» **Required work**:
1) Shorten the paragraph in the abortion text that begins "Fiona is 41 years old" into a bulleted list of its main facts.
2) Copy everything from "Fiona is 41" down to "came back inconclusive." in the abortion text, changing "husband" to "partner".

» **Source extract**:
The tragedy of most moral debates in the political realm or even the classroom is that they are always construed in abstract and absolute terms. This is especially true when it comes to abortion. It has been my experience that those who take the most absolutist stances (with the exception of Rick Santorum) have never faced any of the real situations in which a woman (and her partner) must make the difficult decision to terminate a pregnancy. Sadly, I found out yesterday that a friend of mine is facing a very difficult decision regarding her pregnancy and I want to share it with my readers to stress--once again--that the decision to terminate a pregnancy belongs to the parents, not the politicians, churches, or even the medical establishment.
Fiona is 41 years old. A month ago her husband called us to let us know they were expecting their first child! We were excited for them and looking forward to our children growing up together. Because of Fiona's age, she and her husband underwent genetic counseling and prenatal tests. Unfortunately, the laboratory took their own sweet time to return the results of these tests and now, 5 months into her pregnancy, she has discovered that her husband is recessive for Tay-Sachs disease and the tests to determine whether or not she was came back inconclusive.

(Items from a dataset)
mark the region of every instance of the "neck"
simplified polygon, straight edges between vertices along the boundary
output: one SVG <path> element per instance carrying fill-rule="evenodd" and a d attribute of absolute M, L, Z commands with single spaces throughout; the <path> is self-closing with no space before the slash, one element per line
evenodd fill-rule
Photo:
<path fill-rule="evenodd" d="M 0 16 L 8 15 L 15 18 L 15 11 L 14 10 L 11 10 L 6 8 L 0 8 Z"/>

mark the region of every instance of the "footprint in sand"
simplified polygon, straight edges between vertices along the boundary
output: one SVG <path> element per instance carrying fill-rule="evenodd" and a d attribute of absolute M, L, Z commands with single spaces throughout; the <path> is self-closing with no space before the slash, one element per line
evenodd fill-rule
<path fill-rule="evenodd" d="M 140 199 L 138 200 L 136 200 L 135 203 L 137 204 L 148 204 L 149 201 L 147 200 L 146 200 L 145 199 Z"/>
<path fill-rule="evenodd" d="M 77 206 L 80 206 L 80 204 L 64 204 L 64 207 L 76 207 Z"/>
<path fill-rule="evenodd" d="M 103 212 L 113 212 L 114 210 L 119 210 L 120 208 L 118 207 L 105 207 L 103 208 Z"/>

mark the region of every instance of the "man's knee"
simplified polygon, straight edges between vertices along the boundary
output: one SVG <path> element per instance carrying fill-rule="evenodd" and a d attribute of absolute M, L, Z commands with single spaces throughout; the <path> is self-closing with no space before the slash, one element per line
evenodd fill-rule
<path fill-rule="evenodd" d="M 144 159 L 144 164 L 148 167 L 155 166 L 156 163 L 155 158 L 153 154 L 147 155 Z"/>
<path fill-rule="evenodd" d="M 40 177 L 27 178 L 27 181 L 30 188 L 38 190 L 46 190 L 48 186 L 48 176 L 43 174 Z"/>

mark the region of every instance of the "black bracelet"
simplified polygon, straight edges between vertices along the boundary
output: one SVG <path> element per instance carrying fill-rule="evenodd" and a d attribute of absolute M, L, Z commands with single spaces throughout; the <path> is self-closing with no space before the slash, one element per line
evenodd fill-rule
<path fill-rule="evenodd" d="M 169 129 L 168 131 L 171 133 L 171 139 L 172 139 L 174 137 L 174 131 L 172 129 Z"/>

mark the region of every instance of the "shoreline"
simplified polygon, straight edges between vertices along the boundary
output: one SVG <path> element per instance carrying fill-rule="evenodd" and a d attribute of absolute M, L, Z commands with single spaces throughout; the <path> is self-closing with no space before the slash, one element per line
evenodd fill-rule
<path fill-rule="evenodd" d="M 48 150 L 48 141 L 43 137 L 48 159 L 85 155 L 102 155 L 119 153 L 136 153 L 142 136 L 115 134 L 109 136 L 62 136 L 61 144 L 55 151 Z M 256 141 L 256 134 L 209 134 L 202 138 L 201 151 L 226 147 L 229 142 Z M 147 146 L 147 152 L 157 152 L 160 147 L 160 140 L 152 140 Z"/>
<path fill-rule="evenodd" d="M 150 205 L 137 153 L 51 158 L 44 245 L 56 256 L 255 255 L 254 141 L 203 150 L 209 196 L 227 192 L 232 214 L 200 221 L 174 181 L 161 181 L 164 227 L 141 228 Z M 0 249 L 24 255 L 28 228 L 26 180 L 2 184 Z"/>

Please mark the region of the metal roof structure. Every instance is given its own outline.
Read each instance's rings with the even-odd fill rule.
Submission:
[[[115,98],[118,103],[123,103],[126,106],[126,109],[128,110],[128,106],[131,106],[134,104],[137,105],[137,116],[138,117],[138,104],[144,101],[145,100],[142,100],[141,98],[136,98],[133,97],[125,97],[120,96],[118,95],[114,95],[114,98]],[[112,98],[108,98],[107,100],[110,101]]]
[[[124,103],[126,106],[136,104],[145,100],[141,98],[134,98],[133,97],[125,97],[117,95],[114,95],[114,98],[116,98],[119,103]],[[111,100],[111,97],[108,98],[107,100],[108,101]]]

» **Task-by-task outputs**:
1)
- Fiona is 41 years old.
- A month ago her husband called to say they were expecting their first child, and the news was met with excitement.
- Because of her age, she and her husband had genetic counseling and prenatal tests.
- The laboratory was slow to return the results.
- Now, 5 months into the pregnancy, she has learned that her husband is recessive for Tay-Sachs disease.
- The tests to find out whether she is recessive came back inconclusive.

2)
Fiona is 41 years old. A month ago her partner called us to let us know they were expecting their first child! We were excited for them and looking forward to our children growing up together. Because of Fiona's age, she and her partner underwent genetic counseling and prenatal tests. Unfortunately, the laboratory took their own sweet time to return the results of these tests and now, 5 months into her pregnancy, she has discovered that her partner is recessive for Tay-Sachs disease and the tests to determine whether or not she was came back inconclusive.